● Task description
Reproduce the data below verbatim, starting at the line that contains "Objective — one marker per instance of the main" and continuing through the final line of the data, with both of those lines included.

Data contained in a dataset
= = = = = = =

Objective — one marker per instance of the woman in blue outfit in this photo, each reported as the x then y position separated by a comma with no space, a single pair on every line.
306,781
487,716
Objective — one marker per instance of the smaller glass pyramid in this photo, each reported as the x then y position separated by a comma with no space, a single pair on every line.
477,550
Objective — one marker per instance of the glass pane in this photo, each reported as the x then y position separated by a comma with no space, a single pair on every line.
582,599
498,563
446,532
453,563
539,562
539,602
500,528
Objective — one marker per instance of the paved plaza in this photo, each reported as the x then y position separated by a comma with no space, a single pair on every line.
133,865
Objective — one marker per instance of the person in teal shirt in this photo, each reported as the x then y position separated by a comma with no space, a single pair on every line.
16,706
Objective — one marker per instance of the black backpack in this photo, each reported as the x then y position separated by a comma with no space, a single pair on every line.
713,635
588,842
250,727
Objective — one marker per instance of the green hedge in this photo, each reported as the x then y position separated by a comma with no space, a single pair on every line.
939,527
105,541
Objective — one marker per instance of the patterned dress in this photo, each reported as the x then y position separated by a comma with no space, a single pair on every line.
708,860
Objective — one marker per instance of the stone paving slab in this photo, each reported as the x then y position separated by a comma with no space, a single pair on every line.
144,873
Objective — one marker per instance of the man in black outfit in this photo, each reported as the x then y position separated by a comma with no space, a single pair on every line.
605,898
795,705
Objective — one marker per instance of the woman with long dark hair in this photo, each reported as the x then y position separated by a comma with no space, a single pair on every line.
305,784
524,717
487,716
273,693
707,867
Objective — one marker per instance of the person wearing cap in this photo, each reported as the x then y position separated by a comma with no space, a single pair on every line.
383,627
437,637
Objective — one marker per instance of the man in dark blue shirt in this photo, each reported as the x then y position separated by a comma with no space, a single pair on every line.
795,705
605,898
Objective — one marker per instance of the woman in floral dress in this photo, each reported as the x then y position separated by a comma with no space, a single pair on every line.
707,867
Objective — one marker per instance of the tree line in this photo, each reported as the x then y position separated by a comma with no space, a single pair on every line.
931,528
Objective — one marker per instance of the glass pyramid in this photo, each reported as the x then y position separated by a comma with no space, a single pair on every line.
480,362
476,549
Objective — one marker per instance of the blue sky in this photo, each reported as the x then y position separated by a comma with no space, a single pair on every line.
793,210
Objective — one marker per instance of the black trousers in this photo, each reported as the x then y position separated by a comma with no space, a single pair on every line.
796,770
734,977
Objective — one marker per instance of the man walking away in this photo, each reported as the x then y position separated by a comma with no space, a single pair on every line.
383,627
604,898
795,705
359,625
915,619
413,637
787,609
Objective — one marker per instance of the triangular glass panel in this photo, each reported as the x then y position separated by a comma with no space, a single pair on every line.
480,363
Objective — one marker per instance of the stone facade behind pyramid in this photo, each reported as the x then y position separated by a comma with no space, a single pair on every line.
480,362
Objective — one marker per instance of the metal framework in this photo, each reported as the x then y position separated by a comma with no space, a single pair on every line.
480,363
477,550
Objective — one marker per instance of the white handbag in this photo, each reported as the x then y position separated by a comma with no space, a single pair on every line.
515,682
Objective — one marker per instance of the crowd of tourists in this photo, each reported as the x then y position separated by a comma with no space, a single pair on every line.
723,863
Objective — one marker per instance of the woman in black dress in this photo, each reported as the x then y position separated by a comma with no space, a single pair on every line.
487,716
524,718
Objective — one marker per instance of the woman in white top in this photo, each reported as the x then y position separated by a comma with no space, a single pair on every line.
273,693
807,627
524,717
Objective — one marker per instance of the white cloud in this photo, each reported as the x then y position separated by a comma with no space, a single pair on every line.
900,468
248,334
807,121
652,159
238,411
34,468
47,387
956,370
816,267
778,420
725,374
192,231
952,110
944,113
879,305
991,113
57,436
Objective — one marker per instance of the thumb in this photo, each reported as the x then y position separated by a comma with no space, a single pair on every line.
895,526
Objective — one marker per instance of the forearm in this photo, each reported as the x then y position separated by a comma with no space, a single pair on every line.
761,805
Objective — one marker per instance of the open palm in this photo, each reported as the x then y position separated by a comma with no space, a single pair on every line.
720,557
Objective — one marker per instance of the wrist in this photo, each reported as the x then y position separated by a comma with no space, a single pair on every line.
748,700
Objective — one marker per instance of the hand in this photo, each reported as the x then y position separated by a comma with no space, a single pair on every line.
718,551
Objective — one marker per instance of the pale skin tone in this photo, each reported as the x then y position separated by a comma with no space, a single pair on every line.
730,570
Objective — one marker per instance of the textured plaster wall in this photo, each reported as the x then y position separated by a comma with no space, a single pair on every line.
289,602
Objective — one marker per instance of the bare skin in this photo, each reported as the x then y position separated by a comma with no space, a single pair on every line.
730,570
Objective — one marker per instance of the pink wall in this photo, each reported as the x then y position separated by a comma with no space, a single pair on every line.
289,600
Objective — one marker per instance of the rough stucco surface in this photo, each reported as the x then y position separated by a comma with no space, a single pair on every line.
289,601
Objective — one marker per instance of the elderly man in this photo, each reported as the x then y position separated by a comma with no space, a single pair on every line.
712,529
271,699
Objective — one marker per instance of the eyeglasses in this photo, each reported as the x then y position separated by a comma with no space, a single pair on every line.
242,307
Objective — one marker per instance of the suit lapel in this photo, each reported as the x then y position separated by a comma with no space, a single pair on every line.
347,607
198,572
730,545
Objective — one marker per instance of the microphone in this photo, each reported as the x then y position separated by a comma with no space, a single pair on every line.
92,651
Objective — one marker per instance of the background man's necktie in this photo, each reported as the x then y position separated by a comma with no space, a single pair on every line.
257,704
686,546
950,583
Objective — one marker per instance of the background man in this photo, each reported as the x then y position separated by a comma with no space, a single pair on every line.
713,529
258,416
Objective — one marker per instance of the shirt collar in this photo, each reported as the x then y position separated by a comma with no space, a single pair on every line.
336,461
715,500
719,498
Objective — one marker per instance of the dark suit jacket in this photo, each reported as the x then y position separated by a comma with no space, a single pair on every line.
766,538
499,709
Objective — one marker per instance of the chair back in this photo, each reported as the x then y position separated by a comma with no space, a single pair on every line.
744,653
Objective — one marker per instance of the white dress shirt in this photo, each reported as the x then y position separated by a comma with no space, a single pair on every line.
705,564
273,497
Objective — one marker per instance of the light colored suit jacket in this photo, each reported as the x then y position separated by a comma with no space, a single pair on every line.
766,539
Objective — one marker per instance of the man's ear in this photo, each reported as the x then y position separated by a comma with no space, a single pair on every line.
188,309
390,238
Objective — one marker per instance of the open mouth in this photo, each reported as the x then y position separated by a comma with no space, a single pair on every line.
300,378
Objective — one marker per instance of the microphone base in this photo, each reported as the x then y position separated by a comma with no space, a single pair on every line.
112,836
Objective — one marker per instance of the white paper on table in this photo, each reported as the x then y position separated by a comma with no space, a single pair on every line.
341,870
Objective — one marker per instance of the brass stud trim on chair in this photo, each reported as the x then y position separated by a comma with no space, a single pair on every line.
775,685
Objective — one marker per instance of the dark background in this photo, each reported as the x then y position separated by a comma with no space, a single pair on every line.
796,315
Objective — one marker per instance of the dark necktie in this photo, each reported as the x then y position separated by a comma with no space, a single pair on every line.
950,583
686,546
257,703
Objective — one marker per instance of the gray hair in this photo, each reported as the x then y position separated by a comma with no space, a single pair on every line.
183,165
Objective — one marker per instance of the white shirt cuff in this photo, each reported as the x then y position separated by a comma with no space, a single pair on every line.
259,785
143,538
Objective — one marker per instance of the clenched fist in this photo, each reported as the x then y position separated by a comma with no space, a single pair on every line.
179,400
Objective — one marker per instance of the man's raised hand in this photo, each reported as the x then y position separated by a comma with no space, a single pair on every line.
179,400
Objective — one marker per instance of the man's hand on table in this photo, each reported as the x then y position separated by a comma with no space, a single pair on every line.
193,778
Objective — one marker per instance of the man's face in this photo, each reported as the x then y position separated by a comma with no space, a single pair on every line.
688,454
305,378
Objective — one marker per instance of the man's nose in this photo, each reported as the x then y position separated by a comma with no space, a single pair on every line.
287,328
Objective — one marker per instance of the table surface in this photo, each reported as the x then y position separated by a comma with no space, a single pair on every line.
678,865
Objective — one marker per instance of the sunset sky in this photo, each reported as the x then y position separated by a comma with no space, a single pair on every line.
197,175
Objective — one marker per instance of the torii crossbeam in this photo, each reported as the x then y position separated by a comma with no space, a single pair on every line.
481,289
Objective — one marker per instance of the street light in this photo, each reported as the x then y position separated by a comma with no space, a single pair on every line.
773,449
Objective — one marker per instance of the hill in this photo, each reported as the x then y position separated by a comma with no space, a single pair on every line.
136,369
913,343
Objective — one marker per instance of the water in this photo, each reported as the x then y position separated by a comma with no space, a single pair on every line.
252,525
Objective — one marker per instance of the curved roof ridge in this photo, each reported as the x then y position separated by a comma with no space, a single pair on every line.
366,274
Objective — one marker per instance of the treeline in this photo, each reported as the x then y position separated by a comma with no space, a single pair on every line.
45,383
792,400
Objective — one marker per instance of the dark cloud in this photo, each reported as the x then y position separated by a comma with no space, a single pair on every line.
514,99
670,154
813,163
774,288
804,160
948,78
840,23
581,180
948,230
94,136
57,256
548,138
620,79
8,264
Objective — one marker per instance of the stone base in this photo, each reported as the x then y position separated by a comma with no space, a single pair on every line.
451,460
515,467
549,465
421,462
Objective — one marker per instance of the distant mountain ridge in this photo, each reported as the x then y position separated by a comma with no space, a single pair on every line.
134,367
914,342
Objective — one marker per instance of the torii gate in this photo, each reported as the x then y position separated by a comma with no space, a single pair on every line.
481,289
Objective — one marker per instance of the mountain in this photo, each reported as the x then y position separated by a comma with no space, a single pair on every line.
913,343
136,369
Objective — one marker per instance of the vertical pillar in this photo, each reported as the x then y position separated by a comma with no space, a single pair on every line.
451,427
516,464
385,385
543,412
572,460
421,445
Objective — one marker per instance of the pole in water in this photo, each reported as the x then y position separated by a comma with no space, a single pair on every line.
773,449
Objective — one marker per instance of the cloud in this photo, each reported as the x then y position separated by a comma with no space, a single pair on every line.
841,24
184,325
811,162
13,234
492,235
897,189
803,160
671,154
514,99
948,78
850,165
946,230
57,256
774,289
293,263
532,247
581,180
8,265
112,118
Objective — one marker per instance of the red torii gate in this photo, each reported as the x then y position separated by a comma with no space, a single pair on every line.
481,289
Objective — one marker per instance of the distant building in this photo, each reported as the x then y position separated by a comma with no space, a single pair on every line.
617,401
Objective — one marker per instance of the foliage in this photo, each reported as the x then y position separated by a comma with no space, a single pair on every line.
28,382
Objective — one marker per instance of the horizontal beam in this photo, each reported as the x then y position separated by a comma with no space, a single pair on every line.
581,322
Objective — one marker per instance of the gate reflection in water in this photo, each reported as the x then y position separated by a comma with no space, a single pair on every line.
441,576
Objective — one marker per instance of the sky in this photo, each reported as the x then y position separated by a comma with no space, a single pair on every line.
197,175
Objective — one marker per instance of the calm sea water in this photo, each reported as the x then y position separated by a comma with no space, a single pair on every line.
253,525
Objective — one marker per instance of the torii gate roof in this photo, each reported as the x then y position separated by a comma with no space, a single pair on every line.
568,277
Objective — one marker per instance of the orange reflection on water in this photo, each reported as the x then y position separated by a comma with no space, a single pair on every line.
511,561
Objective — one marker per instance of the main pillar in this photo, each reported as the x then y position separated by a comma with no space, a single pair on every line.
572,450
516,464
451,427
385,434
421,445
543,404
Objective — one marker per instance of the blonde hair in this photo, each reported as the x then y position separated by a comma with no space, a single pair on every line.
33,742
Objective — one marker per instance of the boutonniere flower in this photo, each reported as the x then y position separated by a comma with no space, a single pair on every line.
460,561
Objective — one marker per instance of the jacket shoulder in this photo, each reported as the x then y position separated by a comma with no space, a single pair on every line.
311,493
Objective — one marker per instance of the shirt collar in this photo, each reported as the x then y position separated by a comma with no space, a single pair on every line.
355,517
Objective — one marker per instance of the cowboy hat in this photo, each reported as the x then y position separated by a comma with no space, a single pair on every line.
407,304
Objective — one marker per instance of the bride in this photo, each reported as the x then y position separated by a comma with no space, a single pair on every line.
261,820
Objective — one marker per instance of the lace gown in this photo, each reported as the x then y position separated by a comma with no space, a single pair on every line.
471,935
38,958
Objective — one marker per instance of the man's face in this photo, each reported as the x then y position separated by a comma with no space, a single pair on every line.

= = = = = = =

● Solution to this task
Objective — one marker per instance of the main pillar in this photo, each reported as the x then y position separated by a comma with no space, a single pair on every line.
572,450
516,464
451,427
385,434
421,445
543,404
Objective — one marker per instance of the blonde hair in this photo, each reported as the x then y position separated by a comma with no space, a single pair on every line.
33,742
Objective — one marker per instance of the boutonniere flower in this photo, each reported as the x then y position separated by a comma with no space, a single pair on every line.
460,561
Objective — one marker per instance of the jacket shoulder in this photo, each reported as the x then y position separated by a comma with no space, a single pair on every line.
311,493
Objective — one marker per instance of the shirt collar in this photo, each reported as the x then y position separated by a comma with no space, a single pair on every line.
355,517
Objective — one marker per instance of the cowboy hat in this photo, each reported as the x then y position separated by a comma with no space, a single pair on every line.
407,304
Objective — one marker per instance of the bride in this photo, each reported as the x then y position separated by a comma with no space, a single pair on every line.
261,820
Objective — one marker per instance of the lace gown in this photo, each reported as the x then y position separated by a comma with no space, a single pair on every line.
471,935
38,958
Objective — one marker per instance of the man's face in this photo, each reported as the x then y position separated by a comma with no space, a single pair on every line.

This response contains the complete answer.